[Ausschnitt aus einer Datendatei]

********

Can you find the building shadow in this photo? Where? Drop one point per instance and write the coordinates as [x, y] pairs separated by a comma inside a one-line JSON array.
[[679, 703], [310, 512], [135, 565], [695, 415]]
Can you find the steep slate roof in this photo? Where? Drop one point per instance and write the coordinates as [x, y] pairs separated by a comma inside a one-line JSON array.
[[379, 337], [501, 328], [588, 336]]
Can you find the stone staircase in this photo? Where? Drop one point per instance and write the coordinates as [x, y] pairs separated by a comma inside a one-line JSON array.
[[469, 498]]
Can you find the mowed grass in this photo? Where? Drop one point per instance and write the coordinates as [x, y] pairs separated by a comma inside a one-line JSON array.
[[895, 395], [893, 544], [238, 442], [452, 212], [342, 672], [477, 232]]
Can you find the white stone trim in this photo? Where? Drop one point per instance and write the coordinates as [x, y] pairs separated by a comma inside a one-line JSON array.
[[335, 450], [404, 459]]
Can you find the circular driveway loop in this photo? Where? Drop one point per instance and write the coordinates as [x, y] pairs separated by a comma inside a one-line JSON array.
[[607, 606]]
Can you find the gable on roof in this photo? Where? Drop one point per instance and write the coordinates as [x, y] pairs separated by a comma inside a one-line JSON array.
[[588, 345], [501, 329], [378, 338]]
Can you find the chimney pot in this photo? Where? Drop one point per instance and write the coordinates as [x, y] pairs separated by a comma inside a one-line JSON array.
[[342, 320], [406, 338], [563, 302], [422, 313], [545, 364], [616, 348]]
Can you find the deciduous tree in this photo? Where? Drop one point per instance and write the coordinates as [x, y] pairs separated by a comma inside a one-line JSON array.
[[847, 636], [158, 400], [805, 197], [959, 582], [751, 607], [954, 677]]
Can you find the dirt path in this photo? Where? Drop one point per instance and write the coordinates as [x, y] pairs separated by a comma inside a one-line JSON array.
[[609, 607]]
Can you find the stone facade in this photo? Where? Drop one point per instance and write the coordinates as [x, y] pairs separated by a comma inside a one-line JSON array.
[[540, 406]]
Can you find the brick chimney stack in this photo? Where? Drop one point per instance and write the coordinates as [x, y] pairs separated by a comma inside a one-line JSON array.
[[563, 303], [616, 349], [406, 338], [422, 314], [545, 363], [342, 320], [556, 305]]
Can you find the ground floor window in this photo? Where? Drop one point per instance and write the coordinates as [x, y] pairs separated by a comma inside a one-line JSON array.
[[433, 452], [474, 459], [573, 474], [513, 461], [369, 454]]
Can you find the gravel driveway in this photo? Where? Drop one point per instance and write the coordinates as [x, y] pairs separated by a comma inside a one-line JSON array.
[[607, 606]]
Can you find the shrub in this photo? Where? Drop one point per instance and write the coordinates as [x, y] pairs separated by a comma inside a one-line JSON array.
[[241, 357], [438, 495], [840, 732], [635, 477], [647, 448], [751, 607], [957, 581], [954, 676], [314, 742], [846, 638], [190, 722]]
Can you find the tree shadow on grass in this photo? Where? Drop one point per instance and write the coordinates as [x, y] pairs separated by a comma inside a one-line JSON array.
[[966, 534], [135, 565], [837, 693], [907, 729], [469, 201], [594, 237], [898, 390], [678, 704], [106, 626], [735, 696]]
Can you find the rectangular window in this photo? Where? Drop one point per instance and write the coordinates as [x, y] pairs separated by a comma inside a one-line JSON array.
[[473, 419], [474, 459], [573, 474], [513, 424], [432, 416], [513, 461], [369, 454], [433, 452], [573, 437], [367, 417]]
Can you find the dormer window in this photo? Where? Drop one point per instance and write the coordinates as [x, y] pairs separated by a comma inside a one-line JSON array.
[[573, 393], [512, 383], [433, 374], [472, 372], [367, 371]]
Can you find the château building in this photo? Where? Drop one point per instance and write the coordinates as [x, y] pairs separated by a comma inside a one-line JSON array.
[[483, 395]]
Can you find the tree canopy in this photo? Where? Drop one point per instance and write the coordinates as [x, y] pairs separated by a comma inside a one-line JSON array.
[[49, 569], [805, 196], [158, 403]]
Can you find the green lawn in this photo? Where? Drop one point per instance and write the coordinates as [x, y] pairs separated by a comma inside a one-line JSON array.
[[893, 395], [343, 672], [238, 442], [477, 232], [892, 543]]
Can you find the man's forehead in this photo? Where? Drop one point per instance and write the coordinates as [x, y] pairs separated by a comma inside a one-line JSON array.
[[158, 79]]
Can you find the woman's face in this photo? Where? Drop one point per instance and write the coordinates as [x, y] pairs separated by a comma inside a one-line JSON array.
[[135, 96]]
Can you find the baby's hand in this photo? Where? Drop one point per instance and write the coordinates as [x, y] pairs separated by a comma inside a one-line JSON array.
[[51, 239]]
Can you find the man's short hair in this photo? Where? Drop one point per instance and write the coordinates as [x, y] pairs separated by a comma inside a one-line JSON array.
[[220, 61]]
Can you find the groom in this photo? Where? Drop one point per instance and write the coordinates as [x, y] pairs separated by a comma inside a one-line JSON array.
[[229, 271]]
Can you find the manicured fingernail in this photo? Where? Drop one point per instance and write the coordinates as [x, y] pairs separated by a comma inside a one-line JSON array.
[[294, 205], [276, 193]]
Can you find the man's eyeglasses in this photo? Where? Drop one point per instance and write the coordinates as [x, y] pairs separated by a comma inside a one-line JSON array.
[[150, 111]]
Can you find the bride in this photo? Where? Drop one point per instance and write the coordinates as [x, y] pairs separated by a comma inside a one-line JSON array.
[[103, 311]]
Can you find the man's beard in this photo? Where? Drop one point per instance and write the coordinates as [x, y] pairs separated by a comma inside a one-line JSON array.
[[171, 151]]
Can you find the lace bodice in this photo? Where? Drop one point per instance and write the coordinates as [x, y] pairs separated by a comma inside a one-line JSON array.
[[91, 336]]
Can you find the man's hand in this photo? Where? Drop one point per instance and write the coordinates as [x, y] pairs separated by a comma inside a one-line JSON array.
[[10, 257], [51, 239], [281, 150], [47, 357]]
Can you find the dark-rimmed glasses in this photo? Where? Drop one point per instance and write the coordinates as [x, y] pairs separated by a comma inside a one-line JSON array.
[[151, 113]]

********

*AUFGABE*: Wandle die Zeilen von der Zeile mit „Can you find the deciduous“ bis einschließlich der Zeile mit „607], [954, 677]]“ in eine Markdown-Tabelle um, mit der Spalte Nr für die laufende Nummer und der Spalte Zeile für den Text. Leerzeilen lässt du dabei weg.

*LÖSUNG*:
| Nr | Zeile |
|---|---|
| 1 | Can you find the deciduous tree in this photo? Where? Drop one point per instance and write the coordinates as [x, y] pairs separated by a comma inside a one-line JSON array. |
| 2 | [[847, 636], [158, 400], [805, 197], [959, 582], [751, 607], [954, 677]] |